Prompt: Would you please set down the entries below exactly as shown?

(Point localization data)
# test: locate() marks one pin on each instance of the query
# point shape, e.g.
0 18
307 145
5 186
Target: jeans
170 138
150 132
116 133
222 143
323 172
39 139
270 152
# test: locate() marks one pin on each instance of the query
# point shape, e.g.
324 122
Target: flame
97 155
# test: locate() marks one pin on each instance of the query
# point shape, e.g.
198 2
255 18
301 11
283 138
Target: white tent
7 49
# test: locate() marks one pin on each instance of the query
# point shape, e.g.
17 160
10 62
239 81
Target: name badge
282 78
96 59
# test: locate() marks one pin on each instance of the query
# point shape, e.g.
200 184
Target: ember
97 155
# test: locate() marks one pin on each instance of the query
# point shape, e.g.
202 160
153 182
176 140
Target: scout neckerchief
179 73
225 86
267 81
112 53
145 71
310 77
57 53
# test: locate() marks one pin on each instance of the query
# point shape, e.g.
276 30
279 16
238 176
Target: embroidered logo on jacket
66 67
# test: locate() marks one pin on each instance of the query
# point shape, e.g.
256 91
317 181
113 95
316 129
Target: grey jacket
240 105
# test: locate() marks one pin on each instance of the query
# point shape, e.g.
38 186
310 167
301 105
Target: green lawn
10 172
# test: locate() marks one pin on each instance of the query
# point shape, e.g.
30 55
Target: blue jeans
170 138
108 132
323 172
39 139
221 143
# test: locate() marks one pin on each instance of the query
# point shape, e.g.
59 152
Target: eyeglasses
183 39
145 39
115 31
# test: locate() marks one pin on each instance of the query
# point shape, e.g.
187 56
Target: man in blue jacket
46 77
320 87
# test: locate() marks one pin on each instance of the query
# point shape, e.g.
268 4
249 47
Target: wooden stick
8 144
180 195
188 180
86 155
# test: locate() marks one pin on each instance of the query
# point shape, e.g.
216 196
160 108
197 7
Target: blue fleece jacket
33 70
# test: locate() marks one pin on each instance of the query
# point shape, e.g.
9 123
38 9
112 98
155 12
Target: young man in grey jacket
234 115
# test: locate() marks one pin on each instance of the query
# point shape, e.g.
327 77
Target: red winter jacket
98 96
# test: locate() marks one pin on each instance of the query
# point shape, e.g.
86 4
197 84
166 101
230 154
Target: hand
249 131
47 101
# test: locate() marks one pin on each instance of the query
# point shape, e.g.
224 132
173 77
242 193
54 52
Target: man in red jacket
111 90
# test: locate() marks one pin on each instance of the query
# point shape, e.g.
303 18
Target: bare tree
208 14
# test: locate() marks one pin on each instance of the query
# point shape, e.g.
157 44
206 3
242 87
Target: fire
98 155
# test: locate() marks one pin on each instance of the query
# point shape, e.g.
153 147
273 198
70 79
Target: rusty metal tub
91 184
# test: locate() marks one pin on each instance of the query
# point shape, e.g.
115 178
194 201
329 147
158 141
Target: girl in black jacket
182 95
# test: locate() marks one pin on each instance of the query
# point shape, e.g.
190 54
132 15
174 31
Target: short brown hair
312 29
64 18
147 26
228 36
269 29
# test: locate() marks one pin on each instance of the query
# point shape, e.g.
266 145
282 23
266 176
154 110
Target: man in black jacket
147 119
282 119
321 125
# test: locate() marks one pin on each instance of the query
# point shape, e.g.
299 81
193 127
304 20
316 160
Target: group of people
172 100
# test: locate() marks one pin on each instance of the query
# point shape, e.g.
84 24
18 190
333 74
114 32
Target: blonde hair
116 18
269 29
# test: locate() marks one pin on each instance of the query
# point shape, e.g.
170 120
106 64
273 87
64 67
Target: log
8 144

Task output:
# test: locate() marks one pin on each instance of the query
# point shape, e.g.
0 18
307 145
5 186
Target: jeans
170 138
150 132
116 133
222 143
323 172
39 139
270 152
# test: locate() marks one pin on each instance of the query
# point shape, e.g.
324 122
Target: flame
97 155
# test: locate() marks one pin on each instance of the query
# point shape, e.g.
198 2
255 18
301 11
283 138
Target: white tent
7 49
# test: locate() marks one pin on each instance of the query
# point shape, e.g.
17 160
10 62
239 81
Target: name badge
282 78
96 59
# test: locate() marks one pin on each instance of the query
# point shape, e.g.
200 184
Target: ember
97 155
# test: locate() marks one pin on each instance of the query
# point shape, e.g.
202 160
153 182
176 140
Target: scout neckerchief
179 73
225 86
267 81
112 53
145 71
310 77
57 53
# test: locate() marks one pin on each instance of the query
# point shape, e.g.
276 30
279 16
238 176
Target: embroidered logo on jacket
66 67
# test: locate() marks one pin on each instance of the query
# point shape, e.g.
256 91
317 181
113 95
316 129
Target: grey jacket
240 105
# test: locate() marks one pin on each instance of the query
# point shape, e.g.
38 186
310 167
301 105
Target: green lawn
10 172
# test: locate() marks one pin on each instance of the query
# point shape, e.g.
30 55
Target: blue jeans
170 138
108 132
323 172
39 139
221 143
# test: locate() marks one pin on each instance of the query
# point shape, e.g.
59 152
Target: eyeglasses
183 39
145 39
115 31
# test: locate() marks one pin on each instance of the query
# point shape, e.g.
187 56
Target: man in blue jacket
46 77
320 87
# test: locate() marks one pin on each instance of the query
# point shape, e.g.
268 4
249 47
Target: wooden stick
8 144
180 195
188 180
86 155
# test: locate() marks one pin on each instance of the query
# point shape, e.g.
216 196
160 108
197 7
Target: blue fleece jacket
33 70
# test: locate() marks one pin on each instance of the query
# point shape, e.g.
9 123
38 9
112 98
155 12
Target: young man in grey jacket
234 115
# test: locate() marks one pin on each instance of the query
# point shape, e.g.
327 77
Target: red winter jacket
98 96
# test: locate() marks one pin on each instance of the query
# point shape, e.g.
86 4
197 84
166 101
230 154
Target: hand
249 131
47 101
# test: locate() marks one pin on each instance of the query
# point shape, e.g.
224 132
173 77
242 193
54 52
Target: man in red jacket
111 90
# test: locate() marks one pin on each instance of the query
# point shape, e.g.
303 18
Target: bare tree
208 14
# test: locate() marks one pin on each instance of the query
# point shape, e.g.
157 44
206 3
242 87
Target: fire
98 155
# test: locate() marks one pin on each instance of the query
# point shape, e.g.
153 147
273 198
70 79
Target: rusty metal tub
91 184
# test: locate() marks one pin on each instance of the query
# point shape, e.g.
115 178
194 201
329 147
158 141
Target: girl in black jacket
182 95
# test: locate() marks one pin on each instance of the query
# point shape, e.g.
190 54
132 15
174 31
Target: short brown hair
312 29
64 18
147 26
228 36
269 29
# test: locate() marks one pin on each instance of the query
# point shape, e.g.
266 145
282 23
266 176
154 110
Target: man in black jacket
147 119
282 119
321 125
# test: locate() marks one pin on each instance of the query
# point shape, e.g.
299 81
193 127
304 20
316 160
Target: group of people
172 100
# test: locate() marks one pin on each instance of the query
# point shape, e.g.
84 24
18 190
333 74
114 32
Target: blonde hair
116 18
269 29
# test: locate() marks one pin on each instance of the query
# point shape, e.g.
170 120
106 64
273 87
64 67
Target: log
8 144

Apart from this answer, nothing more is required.